Change "placing a dot on" to "marking" throughout the entries that follow, and write all of them out again with nothing else altered and the pictures left out.
/---
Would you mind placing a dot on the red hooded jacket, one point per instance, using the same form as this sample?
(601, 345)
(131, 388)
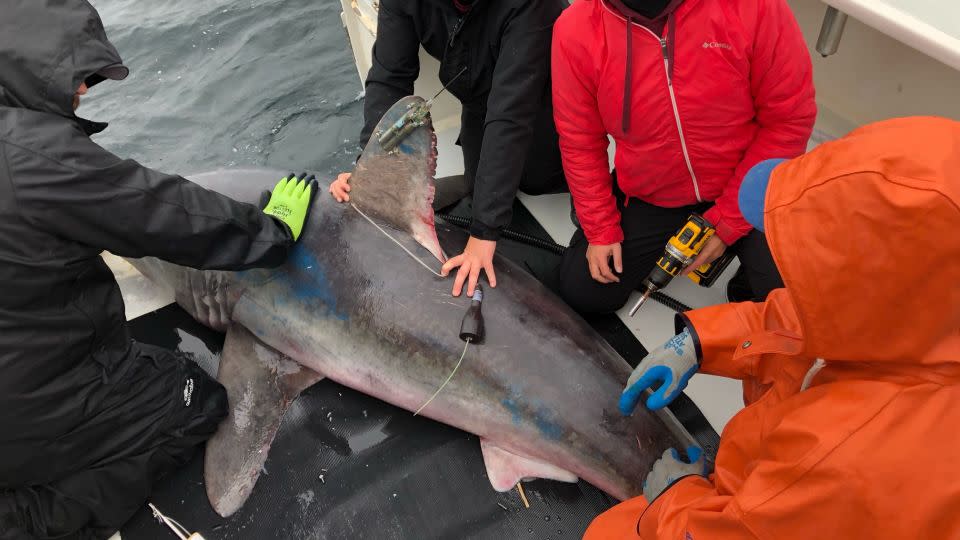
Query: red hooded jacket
(727, 85)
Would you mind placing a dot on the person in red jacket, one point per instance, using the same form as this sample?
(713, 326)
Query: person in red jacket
(851, 372)
(694, 93)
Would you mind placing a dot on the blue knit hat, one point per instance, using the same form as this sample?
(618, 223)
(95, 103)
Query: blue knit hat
(753, 191)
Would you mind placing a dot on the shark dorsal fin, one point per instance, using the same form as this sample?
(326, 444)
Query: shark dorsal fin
(397, 187)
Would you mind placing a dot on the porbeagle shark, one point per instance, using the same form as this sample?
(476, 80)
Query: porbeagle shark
(360, 301)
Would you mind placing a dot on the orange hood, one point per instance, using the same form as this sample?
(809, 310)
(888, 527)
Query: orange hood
(866, 233)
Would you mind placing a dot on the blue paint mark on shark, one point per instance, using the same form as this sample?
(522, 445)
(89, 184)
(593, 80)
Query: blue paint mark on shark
(514, 409)
(309, 282)
(544, 418)
(546, 422)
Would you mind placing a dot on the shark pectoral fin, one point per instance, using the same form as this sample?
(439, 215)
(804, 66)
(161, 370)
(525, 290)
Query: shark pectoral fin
(505, 469)
(261, 384)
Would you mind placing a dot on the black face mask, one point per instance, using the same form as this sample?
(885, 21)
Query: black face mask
(648, 8)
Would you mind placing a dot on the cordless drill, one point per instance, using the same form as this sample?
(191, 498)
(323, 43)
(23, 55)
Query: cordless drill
(681, 250)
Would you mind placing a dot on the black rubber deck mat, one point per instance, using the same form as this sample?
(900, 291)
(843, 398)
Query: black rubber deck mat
(346, 465)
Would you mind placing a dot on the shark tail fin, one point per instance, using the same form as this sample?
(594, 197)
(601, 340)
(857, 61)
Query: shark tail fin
(261, 384)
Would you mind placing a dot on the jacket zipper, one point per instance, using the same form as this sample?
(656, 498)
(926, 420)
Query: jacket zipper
(676, 111)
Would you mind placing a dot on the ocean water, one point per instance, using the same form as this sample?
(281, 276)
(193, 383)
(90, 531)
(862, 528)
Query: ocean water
(230, 83)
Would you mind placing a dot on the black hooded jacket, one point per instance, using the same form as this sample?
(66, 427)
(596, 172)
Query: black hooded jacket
(64, 199)
(503, 49)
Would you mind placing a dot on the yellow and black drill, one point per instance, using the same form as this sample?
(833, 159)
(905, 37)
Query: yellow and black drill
(681, 250)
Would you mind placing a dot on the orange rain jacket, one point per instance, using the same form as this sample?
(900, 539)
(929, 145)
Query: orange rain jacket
(866, 234)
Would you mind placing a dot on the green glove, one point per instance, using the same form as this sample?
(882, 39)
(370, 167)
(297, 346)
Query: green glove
(290, 201)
\---
Exercise response:
Would you mind marking the red hooded jacket, one point per instance, using the same form as this sample?
(601, 345)
(131, 388)
Query: red hooded jacket
(727, 85)
Would you mind marking the person in red jacket, one point per instance, using the same form as this sample?
(713, 326)
Query: person in red jacket
(851, 372)
(694, 93)
Would you mind marking the blue knit hat, one point per instance, using the same form as this sample?
(618, 223)
(95, 103)
Query: blue knit hat
(753, 191)
Would you mind marking the shark dorsal fin, one point per instance, using the same form as this sample?
(326, 444)
Query: shark dorsal fin
(397, 187)
Would you mind marking the porbeagle shark, one point per instance, using the same form as this sample?
(476, 80)
Query: porbeagle shark
(360, 301)
Would you mind marking the orange hood, one point per instance, using the same form as this sample?
(809, 310)
(888, 527)
Query: orange hood
(866, 233)
Would you mind marking the blue paint mark on shark, one point per instance, using the same form as this sample?
(522, 445)
(89, 184)
(593, 80)
Query: blue paint mark on shark
(514, 409)
(309, 282)
(544, 418)
(546, 422)
Would you mind marking the shark pectoral fin, one point per instance, using the same form as this sample?
(439, 215)
(804, 66)
(161, 370)
(525, 290)
Query: shark pectoral fin
(505, 469)
(261, 384)
Would you mind marking the black face mask, one point per instance, using the same form as this sample?
(885, 21)
Query: black face mask
(648, 8)
Would you mind marking the cordless drill, one point per instance, using the same form as this sample?
(191, 498)
(323, 43)
(23, 55)
Query: cordless drill
(681, 250)
Would you mind marking the black rubber deck mat, one point per instance, using the same form as this sample?
(900, 291)
(843, 398)
Query: black rubber deck mat
(346, 465)
Would you mind marking the shark tail fin, one point per instance, using the same form as this sample?
(594, 197)
(601, 340)
(857, 61)
Query: shark tail fin
(261, 384)
Would you mind marking the jacket zipper, one point per instance, using the same form as this sample?
(656, 498)
(926, 420)
Query: jacket zipper
(676, 111)
Would you mind marking the ocean water, one point per instance, using the same form as this sample?
(281, 276)
(193, 383)
(90, 531)
(862, 528)
Query: ocean water
(230, 83)
Would you mind marking the black hooded jacket, one point per instance, using the same form as this sample?
(66, 427)
(596, 172)
Query: black hooded jacket
(64, 199)
(503, 49)
Would you mind marking the yellow and black drill, one point per instance, using the same form as this sample?
(833, 159)
(905, 37)
Query: yellow and black drill
(681, 250)
Would you mind marking the orange rain jacket, one point per instance, using the same form as this sample?
(900, 539)
(929, 145)
Query: orange rain jacket
(866, 234)
Would you mind marking the green glove, one point per instance, using the same form as this sample?
(882, 39)
(370, 167)
(297, 346)
Query: green glove
(290, 201)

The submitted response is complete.